Referring expression data:
○ ○ ○ ○ ○
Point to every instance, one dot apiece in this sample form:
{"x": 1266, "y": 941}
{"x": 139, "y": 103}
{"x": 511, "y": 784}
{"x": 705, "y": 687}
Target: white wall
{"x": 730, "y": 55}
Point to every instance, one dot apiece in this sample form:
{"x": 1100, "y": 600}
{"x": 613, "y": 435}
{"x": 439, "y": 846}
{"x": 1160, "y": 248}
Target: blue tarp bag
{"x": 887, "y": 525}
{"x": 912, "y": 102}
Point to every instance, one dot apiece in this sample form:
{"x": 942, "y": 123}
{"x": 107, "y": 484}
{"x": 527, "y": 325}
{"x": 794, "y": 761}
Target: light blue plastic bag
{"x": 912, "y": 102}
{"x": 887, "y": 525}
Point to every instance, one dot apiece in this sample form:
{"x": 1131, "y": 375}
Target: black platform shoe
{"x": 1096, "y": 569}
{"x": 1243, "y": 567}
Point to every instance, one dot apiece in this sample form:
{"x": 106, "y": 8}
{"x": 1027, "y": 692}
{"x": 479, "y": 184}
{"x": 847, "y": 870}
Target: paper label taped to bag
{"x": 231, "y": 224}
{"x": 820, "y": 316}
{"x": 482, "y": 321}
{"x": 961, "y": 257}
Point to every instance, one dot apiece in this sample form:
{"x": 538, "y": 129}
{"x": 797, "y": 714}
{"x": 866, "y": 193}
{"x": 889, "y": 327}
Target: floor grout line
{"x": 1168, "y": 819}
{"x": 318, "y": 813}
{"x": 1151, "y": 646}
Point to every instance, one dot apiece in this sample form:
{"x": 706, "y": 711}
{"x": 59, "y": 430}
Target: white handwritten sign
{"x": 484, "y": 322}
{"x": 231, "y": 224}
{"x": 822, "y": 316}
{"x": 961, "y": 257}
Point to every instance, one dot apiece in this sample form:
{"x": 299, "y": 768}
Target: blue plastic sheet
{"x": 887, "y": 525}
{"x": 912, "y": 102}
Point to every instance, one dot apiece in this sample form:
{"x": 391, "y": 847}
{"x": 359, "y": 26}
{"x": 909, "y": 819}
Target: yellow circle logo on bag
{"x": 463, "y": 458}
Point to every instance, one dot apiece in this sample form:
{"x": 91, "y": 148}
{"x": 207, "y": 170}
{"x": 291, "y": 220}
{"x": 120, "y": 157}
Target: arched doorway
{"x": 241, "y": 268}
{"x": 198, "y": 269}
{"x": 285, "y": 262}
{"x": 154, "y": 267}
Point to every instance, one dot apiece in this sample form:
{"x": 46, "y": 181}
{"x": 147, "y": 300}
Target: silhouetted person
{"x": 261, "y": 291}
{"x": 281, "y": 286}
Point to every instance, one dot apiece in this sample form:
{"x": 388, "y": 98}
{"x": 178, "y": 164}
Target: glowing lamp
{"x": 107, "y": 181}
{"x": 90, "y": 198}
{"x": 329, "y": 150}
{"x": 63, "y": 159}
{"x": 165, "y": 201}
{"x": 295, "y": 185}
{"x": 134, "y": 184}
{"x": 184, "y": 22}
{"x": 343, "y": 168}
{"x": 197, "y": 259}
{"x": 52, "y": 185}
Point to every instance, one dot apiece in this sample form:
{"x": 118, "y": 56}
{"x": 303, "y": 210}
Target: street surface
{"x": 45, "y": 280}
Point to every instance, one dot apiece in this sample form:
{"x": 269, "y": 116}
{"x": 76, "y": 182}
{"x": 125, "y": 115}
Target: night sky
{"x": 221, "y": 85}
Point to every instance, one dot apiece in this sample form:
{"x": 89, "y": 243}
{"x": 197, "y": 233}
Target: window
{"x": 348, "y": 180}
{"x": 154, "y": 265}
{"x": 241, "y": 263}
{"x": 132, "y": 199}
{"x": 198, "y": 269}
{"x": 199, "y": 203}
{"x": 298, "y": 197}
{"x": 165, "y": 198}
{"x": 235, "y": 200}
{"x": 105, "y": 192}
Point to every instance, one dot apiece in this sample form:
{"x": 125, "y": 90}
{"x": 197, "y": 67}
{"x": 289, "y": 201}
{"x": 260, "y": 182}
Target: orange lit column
○ ○ ○ ○ ○
◆ Exercise description: Starting from the first line above, copy the data through to the last line exactly.

◆ Answer below:
Point to every instance, one dot apiece in this sample form:
{"x": 1266, "y": 941}
{"x": 139, "y": 103}
{"x": 511, "y": 784}
{"x": 705, "y": 687}
Target: white wall
{"x": 730, "y": 55}
Point to every instance, one dot apiece in this sample form:
{"x": 1100, "y": 600}
{"x": 613, "y": 435}
{"x": 439, "y": 846}
{"x": 1160, "y": 248}
Target: blue tarp bag
{"x": 887, "y": 525}
{"x": 912, "y": 102}
Point to every instance, one dot apiece in this sample form:
{"x": 942, "y": 123}
{"x": 107, "y": 484}
{"x": 527, "y": 325}
{"x": 794, "y": 761}
Target: light blue plastic bag
{"x": 912, "y": 102}
{"x": 887, "y": 525}
Point to every instance, one dot apiece in this sample form:
{"x": 1131, "y": 375}
Target: black platform shoe
{"x": 1096, "y": 569}
{"x": 1243, "y": 567}
Point to every instance, one dot apiece in this sample form:
{"x": 106, "y": 8}
{"x": 1027, "y": 692}
{"x": 479, "y": 184}
{"x": 847, "y": 870}
Target: paper label taped to bag
{"x": 231, "y": 224}
{"x": 820, "y": 316}
{"x": 482, "y": 321}
{"x": 961, "y": 257}
Point to every instance, one dot apiece in this sample form:
{"x": 538, "y": 129}
{"x": 797, "y": 714}
{"x": 866, "y": 193}
{"x": 889, "y": 327}
Target: floor grout line
{"x": 1168, "y": 819}
{"x": 318, "y": 813}
{"x": 1151, "y": 646}
Point to every instance, one dot apiece in this sample form:
{"x": 706, "y": 711}
{"x": 59, "y": 430}
Target: white handwritten sign
{"x": 484, "y": 322}
{"x": 231, "y": 224}
{"x": 822, "y": 316}
{"x": 961, "y": 257}
Point to every instance, one dot apiece in this sample form:
{"x": 299, "y": 768}
Target: blue plastic sheet
{"x": 887, "y": 525}
{"x": 912, "y": 102}
Point to every instance, one dot apiece in this sample form:
{"x": 391, "y": 847}
{"x": 359, "y": 26}
{"x": 909, "y": 819}
Target: yellow circle logo on bag
{"x": 463, "y": 458}
Point to every instance, one dot apiece in this sample form:
{"x": 91, "y": 148}
{"x": 207, "y": 170}
{"x": 291, "y": 220}
{"x": 120, "y": 157}
Target: arched doorway
{"x": 241, "y": 268}
{"x": 198, "y": 269}
{"x": 285, "y": 262}
{"x": 154, "y": 267}
Point to every instance, one dot apiece in this sample form:
{"x": 46, "y": 181}
{"x": 147, "y": 300}
Target: silhouetted person
{"x": 261, "y": 291}
{"x": 281, "y": 286}
Point to every instance, one dot apiece in this sample form:
{"x": 388, "y": 98}
{"x": 178, "y": 164}
Target: glowing lamp
{"x": 107, "y": 181}
{"x": 90, "y": 198}
{"x": 329, "y": 150}
{"x": 63, "y": 159}
{"x": 165, "y": 201}
{"x": 295, "y": 185}
{"x": 134, "y": 184}
{"x": 184, "y": 22}
{"x": 343, "y": 168}
{"x": 197, "y": 259}
{"x": 52, "y": 185}
Point to every instance, one dot apiece in this sample form:
{"x": 118, "y": 56}
{"x": 303, "y": 210}
Target: street surface
{"x": 45, "y": 280}
Point to every instance, one dot apiece in this sample form:
{"x": 269, "y": 116}
{"x": 76, "y": 182}
{"x": 125, "y": 115}
Target: night sky
{"x": 221, "y": 85}
Point to every instance, one dot apiece in this sample form:
{"x": 89, "y": 243}
{"x": 197, "y": 233}
Target: window
{"x": 348, "y": 180}
{"x": 154, "y": 265}
{"x": 241, "y": 263}
{"x": 132, "y": 199}
{"x": 198, "y": 269}
{"x": 199, "y": 203}
{"x": 298, "y": 197}
{"x": 165, "y": 198}
{"x": 235, "y": 200}
{"x": 105, "y": 192}
Point to every instance, one dot apiece in this sample form:
{"x": 125, "y": 90}
{"x": 197, "y": 67}
{"x": 289, "y": 201}
{"x": 260, "y": 182}
Target: orange lit column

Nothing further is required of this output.